◆ EXTRACT TO READ ◆
※ ※ ※
Providers across the state have been calling for state investment to continue to operate in recent legislative sessions, with politicians on both sides of the aisle and business leaders joining their calls. Gov. Josh Stein created a task force this March — the same month that grants stabilizing the industry ran dry — to identify sustainable solutions. A state budget stalemate has resulted in no additional state funding to strengthen or expand child care.

Families in Onslow County are younger and having more children than in other places in the state. The county’s fertility rate from 2019 to 2023 was 90.1 births per 1,000 females ages 15 to 44. The statewide rate over the same period was 57.1. The average age of mothers in the county is also lower than the state average, with about 40% of mothers who were 18 to 24 years old from 2019 to 2023, compared to 23% statewide.
The county’s available licensed child care meets 55% of the potential need, according to a national analysis from the Buffett Early Childhood Institute at the University of Nebraska. The average annual cost for infant care in Onslow is $12,168, according to a presentation shared at the meeting.

“It’s just the most challenging and most expensive time when people make the least amount of income,” Rochelle said.
Gaps in child care access are being felt across the county’s education continuum and across sectors. Coastal Carolina Community College President David Heatherly said at the meeting Thursday that “the need for child care is as great as it ever was.” Mark Bulris, director of elementary education at the local school district, said schools have had to shut pre-K classrooms in recent years due to funding challenges.
“We’re kind of going the wrong way,” Bulris said.
Leaders of public agencies and private industry shared their struggles to find employees due to insufficient child care.
“When I talk to my members… they can’t find people to work,” said Laurette Leagon, president of the local chamber of commerce. “And a lot of that is tied to, number one, what they pay, and number two, the availability of child care.”
※ ※ ※
◆ DATASET ENTRIES ◆
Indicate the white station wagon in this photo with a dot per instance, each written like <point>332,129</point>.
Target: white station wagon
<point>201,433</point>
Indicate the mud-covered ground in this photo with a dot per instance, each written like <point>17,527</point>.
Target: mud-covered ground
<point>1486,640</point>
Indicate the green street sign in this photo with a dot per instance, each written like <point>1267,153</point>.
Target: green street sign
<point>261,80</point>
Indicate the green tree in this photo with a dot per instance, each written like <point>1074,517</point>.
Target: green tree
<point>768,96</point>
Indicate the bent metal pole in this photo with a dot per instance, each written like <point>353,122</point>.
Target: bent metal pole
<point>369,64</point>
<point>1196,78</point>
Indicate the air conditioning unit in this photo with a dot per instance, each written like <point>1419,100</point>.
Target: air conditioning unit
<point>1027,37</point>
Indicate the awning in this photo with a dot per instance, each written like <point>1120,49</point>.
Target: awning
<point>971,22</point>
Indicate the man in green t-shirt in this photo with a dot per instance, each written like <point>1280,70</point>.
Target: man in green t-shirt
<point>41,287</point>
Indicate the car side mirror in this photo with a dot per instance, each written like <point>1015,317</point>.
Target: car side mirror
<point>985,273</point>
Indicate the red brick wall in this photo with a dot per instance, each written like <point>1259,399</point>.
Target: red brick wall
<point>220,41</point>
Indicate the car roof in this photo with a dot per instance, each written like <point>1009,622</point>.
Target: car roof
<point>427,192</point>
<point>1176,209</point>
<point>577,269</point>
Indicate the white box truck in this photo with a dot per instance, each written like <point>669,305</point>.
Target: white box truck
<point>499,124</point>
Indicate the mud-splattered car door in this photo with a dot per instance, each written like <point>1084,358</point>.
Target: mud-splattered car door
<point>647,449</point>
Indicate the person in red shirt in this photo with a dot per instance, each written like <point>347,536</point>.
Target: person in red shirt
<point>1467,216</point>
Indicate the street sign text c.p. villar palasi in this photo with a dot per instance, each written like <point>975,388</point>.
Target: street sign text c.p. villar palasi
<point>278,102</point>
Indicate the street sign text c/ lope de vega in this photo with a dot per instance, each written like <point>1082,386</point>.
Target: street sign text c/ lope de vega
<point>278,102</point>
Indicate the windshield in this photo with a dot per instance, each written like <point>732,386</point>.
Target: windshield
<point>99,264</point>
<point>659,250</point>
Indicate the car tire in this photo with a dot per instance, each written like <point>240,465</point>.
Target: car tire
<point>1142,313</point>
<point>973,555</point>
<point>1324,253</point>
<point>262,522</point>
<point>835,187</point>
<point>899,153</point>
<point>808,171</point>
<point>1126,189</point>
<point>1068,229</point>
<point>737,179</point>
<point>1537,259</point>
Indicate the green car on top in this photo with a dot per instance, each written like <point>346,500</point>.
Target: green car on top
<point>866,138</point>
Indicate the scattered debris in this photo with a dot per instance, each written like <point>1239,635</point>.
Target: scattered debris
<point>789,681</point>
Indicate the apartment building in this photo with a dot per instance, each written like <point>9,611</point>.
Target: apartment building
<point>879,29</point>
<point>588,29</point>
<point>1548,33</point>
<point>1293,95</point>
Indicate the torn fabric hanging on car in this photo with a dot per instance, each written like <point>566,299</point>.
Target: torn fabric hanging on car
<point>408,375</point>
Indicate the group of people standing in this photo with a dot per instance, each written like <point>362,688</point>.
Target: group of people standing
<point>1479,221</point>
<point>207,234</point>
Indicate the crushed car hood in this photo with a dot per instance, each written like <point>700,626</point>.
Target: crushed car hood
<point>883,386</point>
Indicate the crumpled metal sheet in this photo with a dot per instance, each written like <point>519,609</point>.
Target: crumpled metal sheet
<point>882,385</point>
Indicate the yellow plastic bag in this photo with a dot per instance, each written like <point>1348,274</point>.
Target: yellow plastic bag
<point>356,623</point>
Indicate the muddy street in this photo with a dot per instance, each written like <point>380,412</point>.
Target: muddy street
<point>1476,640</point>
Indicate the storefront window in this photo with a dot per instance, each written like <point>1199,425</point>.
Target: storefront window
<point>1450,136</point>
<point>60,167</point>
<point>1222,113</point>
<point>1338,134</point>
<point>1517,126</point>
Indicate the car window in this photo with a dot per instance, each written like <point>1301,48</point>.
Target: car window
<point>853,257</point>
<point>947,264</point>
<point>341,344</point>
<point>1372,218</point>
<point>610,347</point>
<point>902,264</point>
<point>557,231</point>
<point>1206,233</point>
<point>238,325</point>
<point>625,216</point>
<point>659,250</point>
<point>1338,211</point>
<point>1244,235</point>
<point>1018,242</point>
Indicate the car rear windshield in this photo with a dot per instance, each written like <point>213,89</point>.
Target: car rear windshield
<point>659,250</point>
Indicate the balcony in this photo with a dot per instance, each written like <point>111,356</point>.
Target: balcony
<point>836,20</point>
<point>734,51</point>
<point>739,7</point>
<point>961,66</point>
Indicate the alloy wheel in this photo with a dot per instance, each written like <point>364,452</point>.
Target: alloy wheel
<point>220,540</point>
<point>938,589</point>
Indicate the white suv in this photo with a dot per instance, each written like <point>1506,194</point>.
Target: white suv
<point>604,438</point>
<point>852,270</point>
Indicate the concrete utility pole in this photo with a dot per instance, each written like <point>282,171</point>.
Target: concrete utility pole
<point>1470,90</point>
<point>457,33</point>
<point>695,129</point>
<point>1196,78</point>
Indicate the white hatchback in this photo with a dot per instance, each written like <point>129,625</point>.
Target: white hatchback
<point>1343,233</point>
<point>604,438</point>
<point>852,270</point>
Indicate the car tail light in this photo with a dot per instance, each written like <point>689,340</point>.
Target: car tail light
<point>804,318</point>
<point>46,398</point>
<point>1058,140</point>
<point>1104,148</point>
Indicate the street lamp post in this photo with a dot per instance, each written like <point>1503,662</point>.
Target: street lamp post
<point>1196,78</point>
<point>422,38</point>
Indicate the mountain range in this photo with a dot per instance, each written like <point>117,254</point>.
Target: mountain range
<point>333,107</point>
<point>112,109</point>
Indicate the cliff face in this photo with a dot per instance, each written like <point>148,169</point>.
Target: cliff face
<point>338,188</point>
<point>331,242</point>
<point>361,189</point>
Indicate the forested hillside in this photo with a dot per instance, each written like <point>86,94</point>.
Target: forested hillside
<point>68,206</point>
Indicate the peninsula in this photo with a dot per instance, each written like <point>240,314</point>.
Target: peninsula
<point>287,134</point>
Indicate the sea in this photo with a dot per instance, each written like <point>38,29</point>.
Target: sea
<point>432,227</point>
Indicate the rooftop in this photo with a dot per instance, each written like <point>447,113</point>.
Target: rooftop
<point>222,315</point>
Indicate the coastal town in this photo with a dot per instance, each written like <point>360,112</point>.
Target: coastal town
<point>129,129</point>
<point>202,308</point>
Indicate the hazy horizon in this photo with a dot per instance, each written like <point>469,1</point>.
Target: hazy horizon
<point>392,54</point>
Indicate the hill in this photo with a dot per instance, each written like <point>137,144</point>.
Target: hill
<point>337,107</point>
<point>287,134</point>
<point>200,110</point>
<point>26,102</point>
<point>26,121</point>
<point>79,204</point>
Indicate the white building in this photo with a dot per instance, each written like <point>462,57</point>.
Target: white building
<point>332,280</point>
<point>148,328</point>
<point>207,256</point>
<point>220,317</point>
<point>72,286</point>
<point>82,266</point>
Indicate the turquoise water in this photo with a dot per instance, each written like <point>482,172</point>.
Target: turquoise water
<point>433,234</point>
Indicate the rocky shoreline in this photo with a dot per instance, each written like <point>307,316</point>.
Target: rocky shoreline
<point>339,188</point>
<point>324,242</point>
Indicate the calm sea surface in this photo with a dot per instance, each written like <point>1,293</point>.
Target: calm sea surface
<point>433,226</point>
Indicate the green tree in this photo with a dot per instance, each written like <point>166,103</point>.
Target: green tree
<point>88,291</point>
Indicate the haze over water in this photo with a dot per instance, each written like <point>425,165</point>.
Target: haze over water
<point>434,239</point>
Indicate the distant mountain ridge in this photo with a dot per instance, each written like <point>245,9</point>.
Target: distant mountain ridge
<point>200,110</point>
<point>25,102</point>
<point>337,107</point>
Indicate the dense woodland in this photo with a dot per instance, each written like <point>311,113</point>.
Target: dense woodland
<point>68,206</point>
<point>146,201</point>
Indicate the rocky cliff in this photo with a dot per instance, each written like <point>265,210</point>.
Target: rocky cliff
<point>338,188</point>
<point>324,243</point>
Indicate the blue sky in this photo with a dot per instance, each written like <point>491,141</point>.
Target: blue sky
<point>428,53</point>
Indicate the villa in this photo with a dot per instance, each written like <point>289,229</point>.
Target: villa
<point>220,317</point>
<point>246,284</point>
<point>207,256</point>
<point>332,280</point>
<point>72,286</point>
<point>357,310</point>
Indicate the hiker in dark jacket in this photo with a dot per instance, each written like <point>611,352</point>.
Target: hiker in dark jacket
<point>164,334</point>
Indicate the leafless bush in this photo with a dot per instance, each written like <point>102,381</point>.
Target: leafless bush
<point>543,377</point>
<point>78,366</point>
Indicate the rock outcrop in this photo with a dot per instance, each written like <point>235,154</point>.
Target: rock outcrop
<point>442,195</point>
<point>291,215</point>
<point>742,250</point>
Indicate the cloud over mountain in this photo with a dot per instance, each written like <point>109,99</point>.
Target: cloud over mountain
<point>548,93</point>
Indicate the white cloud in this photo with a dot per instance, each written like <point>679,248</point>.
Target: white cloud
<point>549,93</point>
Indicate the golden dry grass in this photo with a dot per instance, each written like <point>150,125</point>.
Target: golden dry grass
※ ※ ※
◆ REQUIRED ACTIONS ◆
1/ Set down the stretch of the child care article from "The county’s available" through "at the meeting.", word for word.
2/ According to the child care article, what was the fertility rate in Onslow County from 2019 to 2023?
Answer from the text only, not from the records.

◆ RESULTS BY TASK ◆
1/
The county’s available licensed child care meets 55% of the potential need, according to a national analysis from the Buffett Early Childhood Institute at the University of Nebraska. The average annual cost for infant care in Onslow is $12,168, according to a presentation shared at the meeting.

2/ 90.1 births per 1,000 females ages 15 to 44